* Activity: Whenever a line in the records below contains "embroidered", pick it out.

----- Source records

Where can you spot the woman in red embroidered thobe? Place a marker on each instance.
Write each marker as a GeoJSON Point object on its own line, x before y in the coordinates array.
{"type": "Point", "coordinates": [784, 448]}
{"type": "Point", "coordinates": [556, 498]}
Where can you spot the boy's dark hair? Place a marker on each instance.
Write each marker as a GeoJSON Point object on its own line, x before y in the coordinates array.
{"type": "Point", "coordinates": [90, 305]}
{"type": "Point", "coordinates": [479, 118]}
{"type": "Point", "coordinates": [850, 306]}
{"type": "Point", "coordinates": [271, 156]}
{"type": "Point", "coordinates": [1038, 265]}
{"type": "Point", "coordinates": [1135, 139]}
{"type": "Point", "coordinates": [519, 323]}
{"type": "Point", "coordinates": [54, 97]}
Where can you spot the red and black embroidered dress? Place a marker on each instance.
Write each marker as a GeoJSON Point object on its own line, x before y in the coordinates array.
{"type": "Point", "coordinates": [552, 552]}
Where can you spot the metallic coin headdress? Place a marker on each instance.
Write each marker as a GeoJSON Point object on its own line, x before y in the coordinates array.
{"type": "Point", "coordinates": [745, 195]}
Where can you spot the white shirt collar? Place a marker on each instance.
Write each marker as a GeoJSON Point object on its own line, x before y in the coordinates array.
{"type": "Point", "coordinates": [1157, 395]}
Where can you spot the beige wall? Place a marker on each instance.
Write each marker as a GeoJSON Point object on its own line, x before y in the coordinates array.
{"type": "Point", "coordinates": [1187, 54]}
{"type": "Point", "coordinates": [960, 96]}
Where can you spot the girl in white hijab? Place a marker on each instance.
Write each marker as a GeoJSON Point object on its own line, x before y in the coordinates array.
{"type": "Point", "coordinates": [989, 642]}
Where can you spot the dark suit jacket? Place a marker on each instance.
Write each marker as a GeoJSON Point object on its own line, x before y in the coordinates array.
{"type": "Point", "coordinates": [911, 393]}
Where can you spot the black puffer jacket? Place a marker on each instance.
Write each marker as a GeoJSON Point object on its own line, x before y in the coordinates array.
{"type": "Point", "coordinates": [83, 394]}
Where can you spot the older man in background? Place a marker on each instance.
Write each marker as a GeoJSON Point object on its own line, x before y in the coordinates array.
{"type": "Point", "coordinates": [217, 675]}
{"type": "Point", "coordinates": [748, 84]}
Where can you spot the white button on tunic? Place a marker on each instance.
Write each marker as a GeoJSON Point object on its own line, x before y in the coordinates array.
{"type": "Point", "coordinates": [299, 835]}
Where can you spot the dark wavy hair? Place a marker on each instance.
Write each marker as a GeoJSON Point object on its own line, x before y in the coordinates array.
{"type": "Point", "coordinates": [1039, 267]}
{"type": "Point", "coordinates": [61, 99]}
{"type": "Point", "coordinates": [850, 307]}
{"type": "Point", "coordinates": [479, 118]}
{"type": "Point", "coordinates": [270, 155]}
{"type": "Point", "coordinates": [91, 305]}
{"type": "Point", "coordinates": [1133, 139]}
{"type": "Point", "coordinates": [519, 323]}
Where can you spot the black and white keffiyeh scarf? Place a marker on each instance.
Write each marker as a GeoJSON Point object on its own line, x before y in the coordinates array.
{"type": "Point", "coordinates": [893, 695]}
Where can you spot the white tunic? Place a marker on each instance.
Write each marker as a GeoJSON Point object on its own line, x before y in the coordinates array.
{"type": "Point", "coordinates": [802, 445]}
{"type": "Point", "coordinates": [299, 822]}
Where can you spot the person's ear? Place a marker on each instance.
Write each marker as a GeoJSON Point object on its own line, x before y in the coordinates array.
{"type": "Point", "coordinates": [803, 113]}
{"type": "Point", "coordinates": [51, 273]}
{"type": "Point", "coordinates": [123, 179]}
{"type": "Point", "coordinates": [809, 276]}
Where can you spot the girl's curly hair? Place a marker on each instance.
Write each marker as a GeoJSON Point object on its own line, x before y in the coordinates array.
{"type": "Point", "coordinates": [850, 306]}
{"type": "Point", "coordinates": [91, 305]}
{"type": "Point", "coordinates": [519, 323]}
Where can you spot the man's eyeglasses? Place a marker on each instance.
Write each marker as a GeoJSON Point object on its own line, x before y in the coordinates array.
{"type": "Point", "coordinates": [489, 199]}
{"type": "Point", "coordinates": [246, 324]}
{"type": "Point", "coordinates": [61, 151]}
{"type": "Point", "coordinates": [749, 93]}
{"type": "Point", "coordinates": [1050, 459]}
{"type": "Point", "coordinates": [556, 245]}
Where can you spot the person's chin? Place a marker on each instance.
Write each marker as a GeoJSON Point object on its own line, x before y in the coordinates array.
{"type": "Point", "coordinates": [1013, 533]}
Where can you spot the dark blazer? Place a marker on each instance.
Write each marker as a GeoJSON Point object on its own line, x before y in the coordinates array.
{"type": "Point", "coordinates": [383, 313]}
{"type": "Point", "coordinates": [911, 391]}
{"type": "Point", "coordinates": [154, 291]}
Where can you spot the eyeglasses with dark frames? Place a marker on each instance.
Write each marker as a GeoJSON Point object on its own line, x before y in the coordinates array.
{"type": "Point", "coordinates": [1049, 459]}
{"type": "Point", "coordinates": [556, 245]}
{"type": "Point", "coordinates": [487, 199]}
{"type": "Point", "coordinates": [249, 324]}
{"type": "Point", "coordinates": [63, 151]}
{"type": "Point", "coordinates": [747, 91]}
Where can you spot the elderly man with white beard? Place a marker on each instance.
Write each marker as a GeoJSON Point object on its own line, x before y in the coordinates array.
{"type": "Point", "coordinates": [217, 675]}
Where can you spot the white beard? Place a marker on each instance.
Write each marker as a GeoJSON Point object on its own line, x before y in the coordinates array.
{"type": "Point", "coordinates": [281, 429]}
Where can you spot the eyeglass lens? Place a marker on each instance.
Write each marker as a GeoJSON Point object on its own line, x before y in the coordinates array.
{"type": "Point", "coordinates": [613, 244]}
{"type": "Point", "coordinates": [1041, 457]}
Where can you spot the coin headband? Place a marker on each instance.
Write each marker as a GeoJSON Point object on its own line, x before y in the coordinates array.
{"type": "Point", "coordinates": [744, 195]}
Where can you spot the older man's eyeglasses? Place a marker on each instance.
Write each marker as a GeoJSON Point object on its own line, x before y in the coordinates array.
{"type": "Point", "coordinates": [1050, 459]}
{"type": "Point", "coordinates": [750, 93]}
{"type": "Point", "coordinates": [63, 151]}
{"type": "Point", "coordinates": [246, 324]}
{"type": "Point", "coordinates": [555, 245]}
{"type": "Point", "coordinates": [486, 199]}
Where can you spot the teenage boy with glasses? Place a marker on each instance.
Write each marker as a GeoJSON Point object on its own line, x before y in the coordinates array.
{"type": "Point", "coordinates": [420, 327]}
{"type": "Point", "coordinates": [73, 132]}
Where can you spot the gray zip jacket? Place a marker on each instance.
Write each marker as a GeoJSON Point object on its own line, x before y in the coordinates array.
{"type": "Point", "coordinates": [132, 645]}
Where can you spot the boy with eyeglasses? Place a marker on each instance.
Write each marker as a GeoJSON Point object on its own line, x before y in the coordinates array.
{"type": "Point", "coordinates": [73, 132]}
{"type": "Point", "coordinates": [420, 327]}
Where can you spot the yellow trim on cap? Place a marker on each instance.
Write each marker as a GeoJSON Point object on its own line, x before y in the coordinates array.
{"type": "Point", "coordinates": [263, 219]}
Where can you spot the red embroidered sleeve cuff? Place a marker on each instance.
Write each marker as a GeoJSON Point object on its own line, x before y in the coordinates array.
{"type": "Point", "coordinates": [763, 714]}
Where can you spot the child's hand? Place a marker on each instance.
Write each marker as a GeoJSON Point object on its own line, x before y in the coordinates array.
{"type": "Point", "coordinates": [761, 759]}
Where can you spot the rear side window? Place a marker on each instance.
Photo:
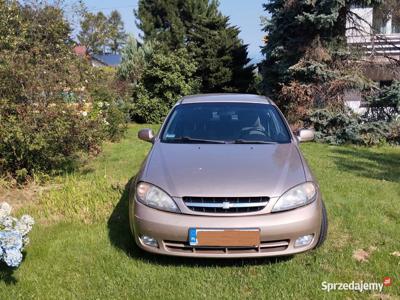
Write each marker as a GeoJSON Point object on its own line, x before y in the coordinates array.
{"type": "Point", "coordinates": [226, 122]}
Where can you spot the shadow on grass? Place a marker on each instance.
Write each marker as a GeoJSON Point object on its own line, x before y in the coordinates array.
{"type": "Point", "coordinates": [120, 236]}
{"type": "Point", "coordinates": [6, 274]}
{"type": "Point", "coordinates": [365, 163]}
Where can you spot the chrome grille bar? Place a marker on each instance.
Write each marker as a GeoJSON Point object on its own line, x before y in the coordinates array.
{"type": "Point", "coordinates": [226, 205]}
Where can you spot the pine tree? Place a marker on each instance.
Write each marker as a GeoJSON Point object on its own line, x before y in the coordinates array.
{"type": "Point", "coordinates": [213, 43]}
{"type": "Point", "coordinates": [115, 32]}
{"type": "Point", "coordinates": [303, 29]}
{"type": "Point", "coordinates": [93, 34]}
{"type": "Point", "coordinates": [161, 20]}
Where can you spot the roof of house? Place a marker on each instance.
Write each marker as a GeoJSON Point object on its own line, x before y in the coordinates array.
{"type": "Point", "coordinates": [226, 97]}
{"type": "Point", "coordinates": [108, 59]}
{"type": "Point", "coordinates": [80, 50]}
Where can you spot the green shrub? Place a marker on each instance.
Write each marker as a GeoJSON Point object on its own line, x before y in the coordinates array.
{"type": "Point", "coordinates": [37, 139]}
{"type": "Point", "coordinates": [167, 77]}
{"type": "Point", "coordinates": [385, 104]}
{"type": "Point", "coordinates": [344, 127]}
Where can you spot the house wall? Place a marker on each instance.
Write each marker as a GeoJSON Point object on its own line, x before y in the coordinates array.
{"type": "Point", "coordinates": [359, 29]}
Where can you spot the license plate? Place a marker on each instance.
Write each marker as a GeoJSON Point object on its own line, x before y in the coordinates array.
{"type": "Point", "coordinates": [247, 237]}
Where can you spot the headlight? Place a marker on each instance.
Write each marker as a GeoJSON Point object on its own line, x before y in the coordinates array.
{"type": "Point", "coordinates": [152, 196]}
{"type": "Point", "coordinates": [297, 196]}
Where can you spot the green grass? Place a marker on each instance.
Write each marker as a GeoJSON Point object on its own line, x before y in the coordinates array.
{"type": "Point", "coordinates": [82, 248]}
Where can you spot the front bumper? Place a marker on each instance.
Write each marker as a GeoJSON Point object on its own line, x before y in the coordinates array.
{"type": "Point", "coordinates": [278, 231]}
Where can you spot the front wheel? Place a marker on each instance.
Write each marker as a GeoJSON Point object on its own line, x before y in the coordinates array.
{"type": "Point", "coordinates": [324, 227]}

----------

* Answer to the exercise:
Where can you spot the woman in red embroidered thobe? Place a marker on each instance.
Where can you spot the red and black embroidered dress? Place a marker on each instance.
Where can you spot the red embroidered sleeve cuff? Place a marker on each instance.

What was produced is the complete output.